*** Passage ***
This question already has answers here:
When can argv[0] have null?
(4 answers)
Closed 6 years ago.
In the data structures class that I am currently taking, we have been tasked with writing a web crawler in C++. To give us a head start, the professor provided us with a program to get the source from a given URL and a simple HTML parser to strip the tags out. The main function for this program accepts arguments and so uses argc/argv. The code used to check for the arguments is as follows:
// Process the arguments
if (!strcmp(option, "-h"))
{
// do stuff...
}
else if (!strcmp(option, ""))
{
// do stuff...
}
else if (!strcmp(option, "-t"))
{
// do stuff...
}
else if (!strcmp(option, "-a"))
{
// do stuff...
}
if ( *argv == NULL )
{
exit(1);
}
Where "option" has been populated with the switch in argv[1], and argv[2] and higher has the remaining arguments. The first block I understand just fine, if the switch equals the string do whatever based on the switch. I'm wondering what the purpose of the last if block is though.
*** Records shown ***
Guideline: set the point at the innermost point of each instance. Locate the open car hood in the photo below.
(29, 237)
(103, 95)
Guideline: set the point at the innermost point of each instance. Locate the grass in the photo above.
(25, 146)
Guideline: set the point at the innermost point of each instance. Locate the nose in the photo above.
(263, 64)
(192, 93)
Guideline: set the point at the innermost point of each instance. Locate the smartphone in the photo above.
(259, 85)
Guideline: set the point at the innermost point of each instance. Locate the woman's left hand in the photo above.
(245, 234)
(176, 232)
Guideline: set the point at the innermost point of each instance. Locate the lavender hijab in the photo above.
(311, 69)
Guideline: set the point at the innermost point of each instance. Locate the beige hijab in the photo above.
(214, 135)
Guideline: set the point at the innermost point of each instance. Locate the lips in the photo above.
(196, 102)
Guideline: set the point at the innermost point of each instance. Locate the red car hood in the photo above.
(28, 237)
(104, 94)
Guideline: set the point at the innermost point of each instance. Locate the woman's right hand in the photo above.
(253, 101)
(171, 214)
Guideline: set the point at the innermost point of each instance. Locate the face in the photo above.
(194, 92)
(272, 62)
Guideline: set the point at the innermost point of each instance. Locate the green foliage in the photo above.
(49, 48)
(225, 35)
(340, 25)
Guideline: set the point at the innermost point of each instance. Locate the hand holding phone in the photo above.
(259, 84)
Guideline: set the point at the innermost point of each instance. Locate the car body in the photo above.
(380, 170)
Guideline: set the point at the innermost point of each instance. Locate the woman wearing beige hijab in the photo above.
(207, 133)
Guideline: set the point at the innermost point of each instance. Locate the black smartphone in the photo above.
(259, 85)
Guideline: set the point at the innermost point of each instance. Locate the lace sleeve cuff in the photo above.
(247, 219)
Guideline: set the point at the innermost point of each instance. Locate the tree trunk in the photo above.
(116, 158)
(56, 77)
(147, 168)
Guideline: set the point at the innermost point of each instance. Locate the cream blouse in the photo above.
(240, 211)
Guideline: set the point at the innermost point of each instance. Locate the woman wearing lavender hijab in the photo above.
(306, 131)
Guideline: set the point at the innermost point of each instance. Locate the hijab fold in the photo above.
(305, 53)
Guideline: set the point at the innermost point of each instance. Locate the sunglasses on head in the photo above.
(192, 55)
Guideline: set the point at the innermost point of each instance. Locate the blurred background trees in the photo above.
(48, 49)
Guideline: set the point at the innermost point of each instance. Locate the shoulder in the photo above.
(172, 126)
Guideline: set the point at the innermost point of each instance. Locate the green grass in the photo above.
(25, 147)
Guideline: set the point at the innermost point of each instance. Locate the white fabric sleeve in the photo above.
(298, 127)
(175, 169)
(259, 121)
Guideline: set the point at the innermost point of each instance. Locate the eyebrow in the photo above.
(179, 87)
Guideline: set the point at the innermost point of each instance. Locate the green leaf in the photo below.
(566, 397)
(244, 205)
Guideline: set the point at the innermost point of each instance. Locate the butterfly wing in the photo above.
***
Given instruction 1:
Answer these questions using the web crawler question:
(a) In what programming language must the web crawler be written?
(b) Which two things did the professor provide as a head start?
(c) Which argument is used to fill "option"?
Given instruction 2: In the web crawler question's code, which strings is "option" compared against? List every one.
Given instruction 3: Write the next part of the web crawler question, starting after its last sentence.

Right answer 1:
(a) C++.
(b) A program to get the source from a given URL and a simple HTML parser to strip the tags out.
(c) argv[1].

Right answer 2:
"-h"
"" (the empty string)
"-t"
"-a"

Right answer 3:
It could be that my C++ is somewhat rusty, but I seem to recall *argv being equivalent to argv[0], basically meaning it is checking to make sure arguments exist. Except I was under the impression that argv[0] always (at least in most implementations) contained the name of the program being run. It occurs to me that argv[0] could be null if argc is equal to 0, but searching around on Google I couldn't find a single post determining whether or not that is even possible.
And so I turn to you. What exactly is that final if block checking?
EDIT: I've gone with the reasoning provided in the comments of the selected answer, that it may be possible to intentionally cause argv[0] to become NULL, or otherwise become NULL based on an platform-specific implementation of main.
3.6.1/2:
If argc is non-zero those arguments
shall be provided in argv[0] though
... and argv[0] shall be the pointer
to the initial character of a NTMBS
that represents the name used to
invoke the program or "". The value of
argc shall be nonnegative. The value
of argv[argc] shall be 0.
Emphasis mine. argc is only guaranteed non-negative, not non-zero.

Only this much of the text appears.